» **Task details**
Copy the entries that appear below in full, leaving out any picture among them.

- Opening Delimiter -

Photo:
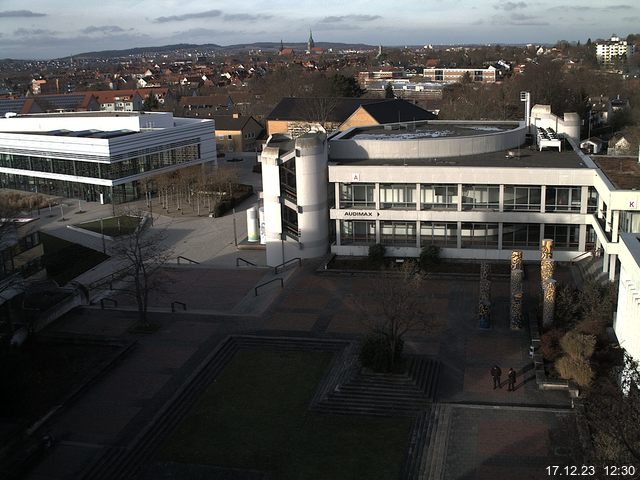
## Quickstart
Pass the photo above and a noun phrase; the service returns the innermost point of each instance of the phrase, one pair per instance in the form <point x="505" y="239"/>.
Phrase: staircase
<point x="589" y="269"/>
<point x="368" y="393"/>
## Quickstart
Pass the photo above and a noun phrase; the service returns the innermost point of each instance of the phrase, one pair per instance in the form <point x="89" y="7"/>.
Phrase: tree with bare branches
<point x="143" y="253"/>
<point x="394" y="306"/>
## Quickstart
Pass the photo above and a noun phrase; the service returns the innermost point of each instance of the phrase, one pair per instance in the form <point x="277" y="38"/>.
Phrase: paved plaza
<point x="489" y="434"/>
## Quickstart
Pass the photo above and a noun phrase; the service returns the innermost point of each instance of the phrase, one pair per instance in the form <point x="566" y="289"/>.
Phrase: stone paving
<point x="494" y="434"/>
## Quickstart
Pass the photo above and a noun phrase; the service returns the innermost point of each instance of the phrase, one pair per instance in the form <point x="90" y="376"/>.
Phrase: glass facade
<point x="398" y="233"/>
<point x="441" y="234"/>
<point x="357" y="195"/>
<point x="401" y="196"/>
<point x="521" y="235"/>
<point x="480" y="197"/>
<point x="562" y="199"/>
<point x="439" y="197"/>
<point x="357" y="232"/>
<point x="479" y="235"/>
<point x="522" y="198"/>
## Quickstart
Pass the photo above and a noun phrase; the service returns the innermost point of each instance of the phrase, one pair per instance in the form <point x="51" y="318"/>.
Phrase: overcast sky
<point x="42" y="29"/>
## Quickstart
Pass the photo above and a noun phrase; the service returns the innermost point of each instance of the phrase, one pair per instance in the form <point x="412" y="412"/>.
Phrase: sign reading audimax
<point x="361" y="213"/>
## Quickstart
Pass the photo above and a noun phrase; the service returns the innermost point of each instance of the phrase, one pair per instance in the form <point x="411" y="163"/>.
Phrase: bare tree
<point x="394" y="306"/>
<point x="143" y="254"/>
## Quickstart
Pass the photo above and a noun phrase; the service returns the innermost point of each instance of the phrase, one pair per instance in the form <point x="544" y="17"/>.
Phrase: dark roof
<point x="397" y="111"/>
<point x="228" y="122"/>
<point x="336" y="109"/>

- Closing Delimiter -

» **Result for this task**
Photo:
## Quickstart
Pass the photo above and a noun phrase; the service returns the innermost point of each instance of the phrase, one pair per instance in the form <point x="505" y="239"/>.
Phrase: staircase
<point x="589" y="269"/>
<point x="368" y="393"/>
## Quickstart
Pass the photo above and a noun phrase; the service returns the innermost point of each instance of the phrase, one pair per instance in the form <point x="89" y="7"/>.
Phrase: tree with bare branches
<point x="143" y="253"/>
<point x="394" y="306"/>
## Quickstart
Pass the photo above and a noun phrase; the service returns the innermost point of each instance of the phrase, one pair per instance in the form <point x="277" y="38"/>.
Phrase: paved plaza
<point x="489" y="434"/>
## Quickstart
Pass the photo above and a noun phrase; the service returns the innermost point of each instance of the phrase, one pair per instance in the form <point x="566" y="289"/>.
Phrase: stone paving
<point x="494" y="434"/>
## Quickstart
Pass the photo above and a noun phrase; the service returns the innermost point of each instance of the phrase, one pair per instance in the form <point x="90" y="376"/>.
Phrase: glass facade
<point x="398" y="233"/>
<point x="441" y="234"/>
<point x="357" y="195"/>
<point x="401" y="196"/>
<point x="521" y="235"/>
<point x="480" y="197"/>
<point x="562" y="199"/>
<point x="439" y="197"/>
<point x="357" y="232"/>
<point x="479" y="235"/>
<point x="522" y="198"/>
## Quickstart
Pass the photo above and a noun phrase; the service returns the innermost point of each instance of the phrase, one pair per instance in the form <point x="51" y="318"/>.
Phrase: overcast sky
<point x="42" y="29"/>
## Quickstart
Pass the photo above and a noun phrase; the service returns the innermost point of each instance of the phrase, one pair per instance in the form <point x="412" y="412"/>.
Phrase: sign reading audimax
<point x="361" y="213"/>
## Quickstart
Pass the photo above and a noun phrase; the service returns the innermost point of each instance of the phrase, one pair per instance in the form <point x="411" y="163"/>.
Phrase: bare tree
<point x="394" y="306"/>
<point x="143" y="254"/>
## Quickstart
Pass the photo above and a noun phrase; the service returns the innermost point of each instance of the phrase, one pair per instance in the form <point x="544" y="17"/>.
Phrase: dark roof
<point x="397" y="111"/>
<point x="228" y="122"/>
<point x="336" y="109"/>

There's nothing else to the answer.